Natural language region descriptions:
>>>
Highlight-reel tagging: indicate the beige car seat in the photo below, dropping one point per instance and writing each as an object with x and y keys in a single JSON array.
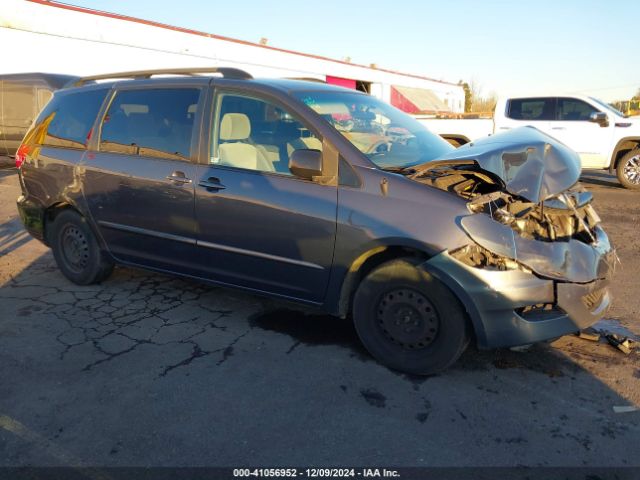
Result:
[{"x": 235, "y": 149}]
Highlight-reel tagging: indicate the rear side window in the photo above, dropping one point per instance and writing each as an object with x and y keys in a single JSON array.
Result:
[
  {"x": 67, "y": 119},
  {"x": 532, "y": 109},
  {"x": 153, "y": 123},
  {"x": 18, "y": 104}
]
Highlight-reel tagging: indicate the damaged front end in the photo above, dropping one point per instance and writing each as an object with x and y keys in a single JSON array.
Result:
[{"x": 537, "y": 265}]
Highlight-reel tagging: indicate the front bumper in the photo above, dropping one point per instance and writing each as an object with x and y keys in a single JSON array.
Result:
[{"x": 496, "y": 302}]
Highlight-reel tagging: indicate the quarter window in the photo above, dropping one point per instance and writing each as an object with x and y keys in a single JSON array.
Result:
[
  {"x": 532, "y": 109},
  {"x": 258, "y": 135},
  {"x": 153, "y": 123},
  {"x": 68, "y": 118},
  {"x": 573, "y": 109}
]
<<<
WHAT YOU WILL DO -> The string "object" may appear on lines of the data above; give the number of those lines and nothing more.

SOLUTION -> 5